# Task prompt
With the pictures removed, please write out every line below exactly as given.

# Spatial localization data
····················

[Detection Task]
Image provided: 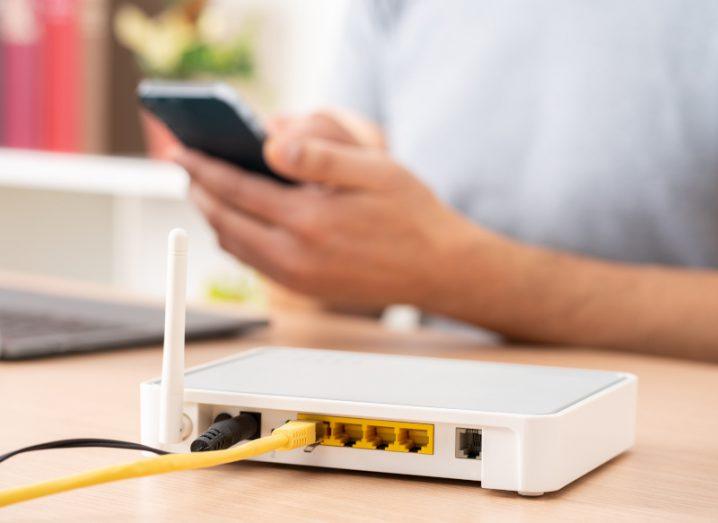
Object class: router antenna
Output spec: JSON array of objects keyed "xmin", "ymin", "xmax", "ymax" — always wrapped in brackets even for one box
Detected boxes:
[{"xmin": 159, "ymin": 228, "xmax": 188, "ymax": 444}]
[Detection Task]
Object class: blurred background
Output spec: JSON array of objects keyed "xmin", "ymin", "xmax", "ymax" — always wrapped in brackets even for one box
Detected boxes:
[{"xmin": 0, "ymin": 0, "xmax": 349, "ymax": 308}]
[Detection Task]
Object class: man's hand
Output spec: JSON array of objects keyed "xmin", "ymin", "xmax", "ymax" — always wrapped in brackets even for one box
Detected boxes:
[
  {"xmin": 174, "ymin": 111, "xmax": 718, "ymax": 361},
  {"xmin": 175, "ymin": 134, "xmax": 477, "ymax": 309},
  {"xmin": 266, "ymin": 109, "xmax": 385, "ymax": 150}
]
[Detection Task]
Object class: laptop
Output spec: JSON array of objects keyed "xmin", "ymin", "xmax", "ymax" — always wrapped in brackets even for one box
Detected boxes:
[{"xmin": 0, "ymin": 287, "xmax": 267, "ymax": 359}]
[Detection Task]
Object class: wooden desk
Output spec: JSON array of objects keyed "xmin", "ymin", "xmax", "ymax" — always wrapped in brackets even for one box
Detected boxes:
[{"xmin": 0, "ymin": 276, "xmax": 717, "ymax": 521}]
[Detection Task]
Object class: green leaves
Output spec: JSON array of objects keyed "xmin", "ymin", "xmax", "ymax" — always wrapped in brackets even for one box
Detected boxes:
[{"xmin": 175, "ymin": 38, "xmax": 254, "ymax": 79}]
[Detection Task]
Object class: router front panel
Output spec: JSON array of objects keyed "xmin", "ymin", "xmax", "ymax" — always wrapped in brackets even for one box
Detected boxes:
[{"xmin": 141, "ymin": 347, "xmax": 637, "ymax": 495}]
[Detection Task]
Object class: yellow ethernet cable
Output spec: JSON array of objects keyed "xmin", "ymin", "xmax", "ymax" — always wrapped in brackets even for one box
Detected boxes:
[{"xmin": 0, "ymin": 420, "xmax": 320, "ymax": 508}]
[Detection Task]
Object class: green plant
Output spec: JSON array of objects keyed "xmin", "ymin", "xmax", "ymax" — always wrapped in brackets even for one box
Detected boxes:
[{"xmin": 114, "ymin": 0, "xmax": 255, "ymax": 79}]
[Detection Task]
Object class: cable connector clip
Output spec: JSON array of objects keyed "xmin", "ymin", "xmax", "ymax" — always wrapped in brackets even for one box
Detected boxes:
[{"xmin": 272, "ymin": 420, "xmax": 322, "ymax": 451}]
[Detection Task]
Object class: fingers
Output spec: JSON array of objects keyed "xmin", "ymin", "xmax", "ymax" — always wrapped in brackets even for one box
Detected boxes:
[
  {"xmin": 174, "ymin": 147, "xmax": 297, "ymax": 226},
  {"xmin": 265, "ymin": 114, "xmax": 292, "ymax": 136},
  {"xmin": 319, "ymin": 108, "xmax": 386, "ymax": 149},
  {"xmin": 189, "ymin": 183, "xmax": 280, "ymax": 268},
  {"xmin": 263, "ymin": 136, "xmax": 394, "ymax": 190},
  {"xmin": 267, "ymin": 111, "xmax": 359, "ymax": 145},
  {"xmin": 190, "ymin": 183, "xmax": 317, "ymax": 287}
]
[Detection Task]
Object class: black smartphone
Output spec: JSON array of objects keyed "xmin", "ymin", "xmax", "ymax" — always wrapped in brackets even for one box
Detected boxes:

····················

# Result of the exercise
[Detection Task]
Image provided: 
Object class: router antenna
Output spec: JSON array of objects keyed "xmin", "ymin", "xmax", "ymax" — always wrapped in brackets even for one box
Detected boxes:
[{"xmin": 159, "ymin": 228, "xmax": 188, "ymax": 444}]
[Detection Task]
Object class: blurred background
Output spec: JSON array of objects keyed "xmin", "ymin", "xmax", "ymax" — always wrapped in brackets even for one box
Detected boxes:
[{"xmin": 0, "ymin": 0, "xmax": 349, "ymax": 308}]
[Detection Task]
Object class: man's hand
Output spec: JSON array of objects keyed "xmin", "ymin", "xmax", "ymax" — always wrapped in brackets even for one box
Detected boxes:
[
  {"xmin": 174, "ymin": 111, "xmax": 718, "ymax": 361},
  {"xmin": 175, "ymin": 134, "xmax": 477, "ymax": 309},
  {"xmin": 266, "ymin": 109, "xmax": 385, "ymax": 150}
]
[Detection Task]
Object class: laptop
Output spec: JSON array of objects keyed "xmin", "ymin", "xmax", "ymax" — always wrapped in brackets even for one box
Detected boxes:
[{"xmin": 0, "ymin": 287, "xmax": 267, "ymax": 359}]
[Detection Task]
Object class: wooden desk
Output spec: JSON array of objects keyed "xmin", "ymin", "xmax", "ymax" — always wrapped in brackets even for one box
Detected boxes:
[{"xmin": 0, "ymin": 276, "xmax": 717, "ymax": 521}]
[Detection Task]
Object class: green leaves
Output spec: JSON array of objects keyed "xmin", "ymin", "xmax", "ymax" — always wrapped in brackets even for one box
Detected boxes:
[{"xmin": 175, "ymin": 38, "xmax": 254, "ymax": 79}]
[Detection Task]
Object class: router front panel
Output spec: JSON array of objects keyed "xmin", "ymin", "xmax", "ymax" — always wrapped in brackets even for one box
Detected boxes:
[{"xmin": 141, "ymin": 347, "xmax": 637, "ymax": 495}]
[Detection Task]
Object class: yellow ethernet cable
Output spec: JSON array of objects keyed "xmin", "ymin", "xmax", "ymax" — always wrapped in brackets even for one box
Detected boxes:
[{"xmin": 0, "ymin": 420, "xmax": 320, "ymax": 508}]
[Detection Task]
Object class: green plant
Output spec: JSON array of objects keyed "xmin", "ymin", "xmax", "ymax" — always wrapped in brackets even for one box
Detected boxes:
[{"xmin": 114, "ymin": 0, "xmax": 255, "ymax": 79}]
[Detection Task]
Object class: cable connector clip
Output spec: JSON array of objects keyed "xmin", "ymin", "xmax", "ymax" — always wrapped in brackets even for one box
Detected boxes:
[{"xmin": 272, "ymin": 420, "xmax": 322, "ymax": 451}]
[Detection Task]
Object class: fingers
Output spec: JSON array of objects keyed "xmin", "ymin", "xmax", "ymax" — always wrapped in brackets even for one box
Detected boxes:
[
  {"xmin": 174, "ymin": 147, "xmax": 297, "ymax": 226},
  {"xmin": 265, "ymin": 114, "xmax": 292, "ymax": 136},
  {"xmin": 319, "ymin": 108, "xmax": 386, "ymax": 149},
  {"xmin": 189, "ymin": 183, "xmax": 280, "ymax": 268},
  {"xmin": 263, "ymin": 136, "xmax": 394, "ymax": 190},
  {"xmin": 267, "ymin": 111, "xmax": 359, "ymax": 145},
  {"xmin": 190, "ymin": 183, "xmax": 317, "ymax": 287}
]
[Detection Task]
Object class: black smartphone
Output spec: JSON array of objects keyed "xmin", "ymin", "xmax", "ymax" — always wrapped in brackets even for one box
Detected boxes:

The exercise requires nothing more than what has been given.